ARTIKEL:
═══
Steuerberaterhaftung
BGH, Urteil vom 23.9.2010 — Aktenzeichen: IX ZR 26/09
Leitsatz
1. Der mit der Anmeldung von Umsatzsteuer aus dem Betrieb von Geldspielautomaten betraute Steuerberater braucht den Mandanten auf eine etwaige Gemeinschaftswidrigkeit der Besteuerung erst hinzuweisen, sobald der Bundesfinanzhof dahin lautende Bedenken in einer Entscheidung, die dem Steuerberater bekannt sein muss, äußert. 2. Ein Steuerberater braucht eine nicht mit einem Leitsatz versehene Entscheidung des Bundesfinanzhofs, die lediglich in einer nicht amtlichen Entscheidungssammlung, aber in keiner der einschlägigen allgemeinen Fachzeitschriften abgedruckt wurde, vorbehaltlich anderer Hinweise nicht zu kennen. 3. Versäumt es der Steuerberater, im Anschluss an die beratungsfehlerfreie Abgabe von Jahresumsatzsteueranmeldungen auf eine danach bekannt gewordene Rechtsprechungsänderung durch einen Antrag auf Neufestsetzung zu reagieren, so beginnt die Verjährung eines Ersatzanspruchs des Mandanten erst mit dem Ende der Festsetzungsfrist zu laufen.
Sachverhalt
Der Kläger betraute die beklagte Steuerberatungsgesellschaft im Rahmen eines bis Januar
2004 andauernden Mandats mit der Wahrnehmung seiner steuerlichen Angelegenheiten.
═══
ERFASSTE DATEN:
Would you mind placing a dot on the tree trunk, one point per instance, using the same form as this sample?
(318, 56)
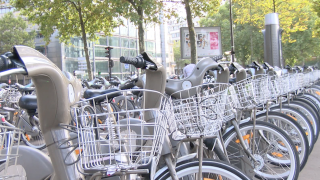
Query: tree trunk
═══
ARBEITSAUFTRAG:
Gib aus dem Artikel zur Steuerberaterhaftung den Abschnitt wieder, der mit „Sachverhalt“ beginnt und bis einschließlich „seiner steuerlichen Angelegenheiten.“ reicht, und tausche dabei „Steuerberatungsgesellschaft“ gegen „Steuerkanzlei“ aus. Die Zeilen werden hier nicht gebraucht.

LÖSUNG:
Sachverhalt
Der Kläger betraute die beklagte Steuerkanzlei im Rahmen eines bis Januar
2004 andauernden Mandats mit der Wahrnehmung seiner steuerlichen Angelegenheiten.